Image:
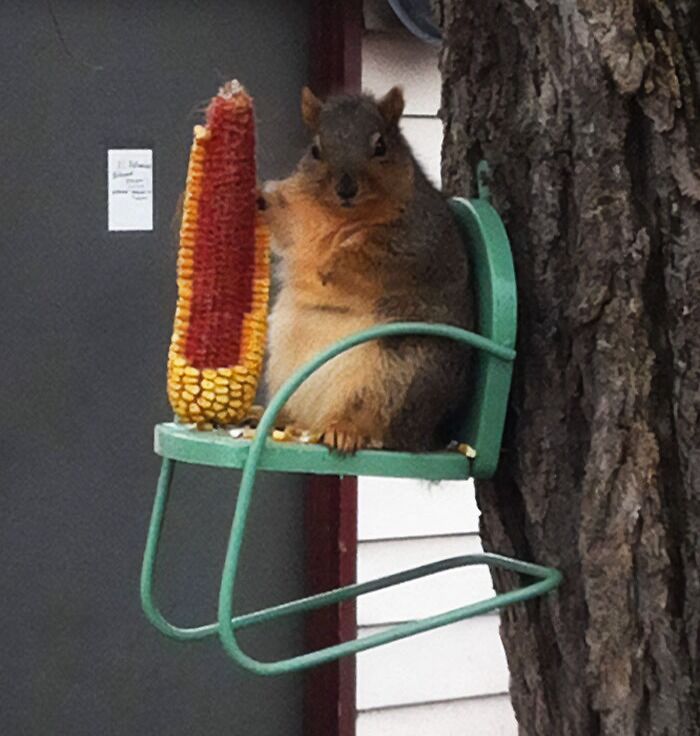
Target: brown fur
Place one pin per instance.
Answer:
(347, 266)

========

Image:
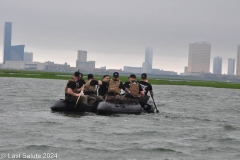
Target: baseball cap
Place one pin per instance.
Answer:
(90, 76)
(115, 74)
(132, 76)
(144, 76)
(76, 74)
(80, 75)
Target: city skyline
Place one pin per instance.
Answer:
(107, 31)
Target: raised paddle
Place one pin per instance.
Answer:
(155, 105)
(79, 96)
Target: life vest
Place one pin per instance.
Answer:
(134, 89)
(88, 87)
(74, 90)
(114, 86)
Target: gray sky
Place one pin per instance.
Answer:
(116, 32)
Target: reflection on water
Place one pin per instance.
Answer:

========

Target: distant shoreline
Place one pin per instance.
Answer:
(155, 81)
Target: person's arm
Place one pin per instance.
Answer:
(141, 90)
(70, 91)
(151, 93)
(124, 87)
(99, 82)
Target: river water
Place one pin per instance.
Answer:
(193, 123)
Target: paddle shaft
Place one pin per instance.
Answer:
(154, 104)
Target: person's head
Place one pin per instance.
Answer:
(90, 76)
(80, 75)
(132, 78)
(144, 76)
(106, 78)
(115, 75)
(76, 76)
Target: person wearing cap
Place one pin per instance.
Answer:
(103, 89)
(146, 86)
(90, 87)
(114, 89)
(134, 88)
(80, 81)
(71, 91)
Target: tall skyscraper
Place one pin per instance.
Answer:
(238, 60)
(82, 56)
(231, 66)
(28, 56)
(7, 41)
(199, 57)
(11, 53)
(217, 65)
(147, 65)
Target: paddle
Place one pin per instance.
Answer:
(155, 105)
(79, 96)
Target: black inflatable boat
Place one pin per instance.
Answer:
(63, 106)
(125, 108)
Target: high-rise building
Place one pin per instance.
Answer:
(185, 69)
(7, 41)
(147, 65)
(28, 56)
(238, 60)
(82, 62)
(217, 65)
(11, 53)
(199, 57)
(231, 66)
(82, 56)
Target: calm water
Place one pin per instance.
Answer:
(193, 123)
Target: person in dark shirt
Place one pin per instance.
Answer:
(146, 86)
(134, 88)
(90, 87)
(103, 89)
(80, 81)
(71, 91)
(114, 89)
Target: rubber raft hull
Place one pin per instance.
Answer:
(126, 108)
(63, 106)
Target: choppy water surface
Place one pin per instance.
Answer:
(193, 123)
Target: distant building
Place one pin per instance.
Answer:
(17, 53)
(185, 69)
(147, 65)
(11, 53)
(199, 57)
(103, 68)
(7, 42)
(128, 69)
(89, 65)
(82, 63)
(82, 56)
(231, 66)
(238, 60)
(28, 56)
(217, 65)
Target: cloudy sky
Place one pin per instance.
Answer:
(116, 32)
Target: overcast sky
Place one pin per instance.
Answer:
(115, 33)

========

— WHAT YOU NEED TO DO —
For each line of the data that has the word "building", report that line.

— RESPONSE —
Target: high-rise building
Target: distant building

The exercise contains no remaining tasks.